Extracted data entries
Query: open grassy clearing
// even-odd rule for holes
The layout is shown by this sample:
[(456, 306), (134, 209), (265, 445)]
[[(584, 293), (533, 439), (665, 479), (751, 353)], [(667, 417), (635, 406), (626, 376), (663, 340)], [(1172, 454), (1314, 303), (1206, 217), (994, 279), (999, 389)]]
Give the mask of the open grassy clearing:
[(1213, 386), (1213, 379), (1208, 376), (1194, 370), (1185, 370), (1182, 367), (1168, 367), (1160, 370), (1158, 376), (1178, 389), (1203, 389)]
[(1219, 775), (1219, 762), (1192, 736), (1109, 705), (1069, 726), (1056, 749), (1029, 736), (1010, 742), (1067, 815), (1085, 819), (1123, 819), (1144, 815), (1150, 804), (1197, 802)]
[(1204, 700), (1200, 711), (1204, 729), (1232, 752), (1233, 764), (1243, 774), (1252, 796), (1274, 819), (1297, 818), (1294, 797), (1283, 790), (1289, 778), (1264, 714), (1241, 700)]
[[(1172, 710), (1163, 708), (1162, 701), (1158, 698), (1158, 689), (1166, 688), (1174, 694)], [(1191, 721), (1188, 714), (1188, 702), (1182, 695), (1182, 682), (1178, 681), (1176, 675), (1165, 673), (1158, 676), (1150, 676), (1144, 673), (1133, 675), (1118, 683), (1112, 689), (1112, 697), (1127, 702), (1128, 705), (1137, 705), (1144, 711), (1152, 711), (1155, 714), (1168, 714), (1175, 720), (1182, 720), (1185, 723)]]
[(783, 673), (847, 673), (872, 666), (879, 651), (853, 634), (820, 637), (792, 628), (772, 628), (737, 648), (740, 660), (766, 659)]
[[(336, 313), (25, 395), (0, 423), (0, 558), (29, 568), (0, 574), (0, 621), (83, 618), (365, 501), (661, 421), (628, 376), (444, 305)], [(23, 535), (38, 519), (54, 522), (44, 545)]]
* * *
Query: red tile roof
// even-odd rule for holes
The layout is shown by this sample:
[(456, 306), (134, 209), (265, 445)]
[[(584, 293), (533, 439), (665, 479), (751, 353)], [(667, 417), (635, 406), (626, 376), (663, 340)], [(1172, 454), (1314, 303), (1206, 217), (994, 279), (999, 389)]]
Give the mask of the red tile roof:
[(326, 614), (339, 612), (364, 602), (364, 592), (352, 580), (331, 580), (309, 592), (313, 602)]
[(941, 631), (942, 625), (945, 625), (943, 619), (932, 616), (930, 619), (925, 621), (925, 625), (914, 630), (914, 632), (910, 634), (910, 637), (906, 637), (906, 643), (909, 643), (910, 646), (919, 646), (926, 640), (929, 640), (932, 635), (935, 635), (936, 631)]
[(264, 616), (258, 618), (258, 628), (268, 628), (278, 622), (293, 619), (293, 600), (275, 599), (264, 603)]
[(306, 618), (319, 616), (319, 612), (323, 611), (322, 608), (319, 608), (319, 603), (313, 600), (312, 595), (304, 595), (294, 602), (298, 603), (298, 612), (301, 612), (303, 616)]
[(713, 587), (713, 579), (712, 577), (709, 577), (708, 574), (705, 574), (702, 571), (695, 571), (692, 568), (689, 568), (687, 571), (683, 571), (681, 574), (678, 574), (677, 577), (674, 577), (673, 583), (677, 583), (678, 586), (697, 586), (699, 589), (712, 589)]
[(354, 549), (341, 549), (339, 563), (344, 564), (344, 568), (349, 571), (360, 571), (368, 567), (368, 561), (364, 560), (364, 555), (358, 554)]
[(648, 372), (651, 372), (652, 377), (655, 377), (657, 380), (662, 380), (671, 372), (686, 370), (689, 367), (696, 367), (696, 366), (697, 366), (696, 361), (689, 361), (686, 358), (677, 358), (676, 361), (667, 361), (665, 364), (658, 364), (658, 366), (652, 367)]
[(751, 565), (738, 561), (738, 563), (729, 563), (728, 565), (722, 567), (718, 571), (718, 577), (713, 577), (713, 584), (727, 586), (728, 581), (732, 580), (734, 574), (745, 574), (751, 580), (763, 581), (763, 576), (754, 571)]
* * *
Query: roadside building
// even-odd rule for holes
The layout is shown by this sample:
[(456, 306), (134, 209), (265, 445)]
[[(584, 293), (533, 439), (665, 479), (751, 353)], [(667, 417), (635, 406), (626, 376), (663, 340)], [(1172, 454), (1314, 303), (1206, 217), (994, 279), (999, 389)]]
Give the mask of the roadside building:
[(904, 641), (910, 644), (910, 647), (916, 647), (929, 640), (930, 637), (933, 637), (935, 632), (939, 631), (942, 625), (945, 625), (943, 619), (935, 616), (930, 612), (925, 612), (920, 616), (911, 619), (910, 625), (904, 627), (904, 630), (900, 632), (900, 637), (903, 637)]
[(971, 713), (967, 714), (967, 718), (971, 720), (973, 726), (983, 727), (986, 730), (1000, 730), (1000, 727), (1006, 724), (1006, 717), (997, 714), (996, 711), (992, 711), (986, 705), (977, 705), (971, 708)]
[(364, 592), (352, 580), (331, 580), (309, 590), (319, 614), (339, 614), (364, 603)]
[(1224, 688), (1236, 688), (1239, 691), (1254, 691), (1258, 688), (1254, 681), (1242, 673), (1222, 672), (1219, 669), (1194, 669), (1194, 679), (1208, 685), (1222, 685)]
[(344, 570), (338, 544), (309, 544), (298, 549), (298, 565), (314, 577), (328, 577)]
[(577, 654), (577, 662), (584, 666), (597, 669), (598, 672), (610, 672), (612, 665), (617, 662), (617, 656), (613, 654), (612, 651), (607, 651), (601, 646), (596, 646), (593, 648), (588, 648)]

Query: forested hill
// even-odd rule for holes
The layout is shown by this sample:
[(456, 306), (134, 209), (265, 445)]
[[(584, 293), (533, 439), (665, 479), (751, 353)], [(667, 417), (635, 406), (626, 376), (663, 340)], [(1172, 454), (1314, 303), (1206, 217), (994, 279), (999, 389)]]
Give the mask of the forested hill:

**Task description**
Please reproduce, character for character, the lines that begin at the one containing "Query: forested hill" and end after the one containing "Give the mask of the forested".

**Correct response**
Query: forested hill
// even-odd rule for holes
The layout is shown by this sample:
[(456, 306), (134, 209), (265, 445)]
[[(584, 293), (533, 439), (665, 479), (751, 353)], [(667, 417), (635, 406), (626, 376), (663, 340)], [(1172, 454), (1314, 303), (1206, 217), (994, 279), (999, 389)]]
Give the mask of the forested hill:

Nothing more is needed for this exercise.